_SOURCE RECORDS_
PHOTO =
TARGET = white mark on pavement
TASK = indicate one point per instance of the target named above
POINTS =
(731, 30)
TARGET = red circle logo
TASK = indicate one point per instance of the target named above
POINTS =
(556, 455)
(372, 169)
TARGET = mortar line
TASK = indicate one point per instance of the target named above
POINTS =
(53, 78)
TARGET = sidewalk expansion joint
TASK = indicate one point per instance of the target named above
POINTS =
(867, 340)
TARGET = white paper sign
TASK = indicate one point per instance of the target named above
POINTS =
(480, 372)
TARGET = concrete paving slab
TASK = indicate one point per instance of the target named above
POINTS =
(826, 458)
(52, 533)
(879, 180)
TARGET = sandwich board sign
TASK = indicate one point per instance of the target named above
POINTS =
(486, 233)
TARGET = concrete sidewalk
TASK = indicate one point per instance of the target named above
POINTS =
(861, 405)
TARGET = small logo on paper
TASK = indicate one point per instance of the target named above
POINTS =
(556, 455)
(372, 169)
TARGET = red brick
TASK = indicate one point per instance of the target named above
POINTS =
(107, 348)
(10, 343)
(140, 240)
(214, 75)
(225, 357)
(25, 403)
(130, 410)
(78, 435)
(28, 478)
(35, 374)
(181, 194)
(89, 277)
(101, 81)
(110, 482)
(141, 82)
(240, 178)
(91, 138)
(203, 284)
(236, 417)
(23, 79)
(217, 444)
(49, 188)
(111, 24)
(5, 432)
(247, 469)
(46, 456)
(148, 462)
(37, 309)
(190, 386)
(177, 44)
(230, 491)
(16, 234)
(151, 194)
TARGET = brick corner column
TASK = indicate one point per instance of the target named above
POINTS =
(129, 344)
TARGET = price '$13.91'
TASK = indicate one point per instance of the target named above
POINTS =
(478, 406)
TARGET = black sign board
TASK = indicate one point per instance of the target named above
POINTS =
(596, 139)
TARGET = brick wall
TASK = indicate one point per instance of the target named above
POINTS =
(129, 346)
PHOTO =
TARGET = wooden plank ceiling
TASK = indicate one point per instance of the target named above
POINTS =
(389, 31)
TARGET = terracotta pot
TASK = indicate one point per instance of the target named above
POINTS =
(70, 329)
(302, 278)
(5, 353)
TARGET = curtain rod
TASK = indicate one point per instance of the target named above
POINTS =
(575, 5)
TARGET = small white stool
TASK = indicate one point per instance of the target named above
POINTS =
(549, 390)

_DIRECTIONS FOR THIS TASK_
Once you have identified the lines above that contain "sign", copy each of them.

_SOLUTION TO THE EXERCISE_
TARGET = white paper sign
TARGET = sandwich board sign
TARGET = black sign board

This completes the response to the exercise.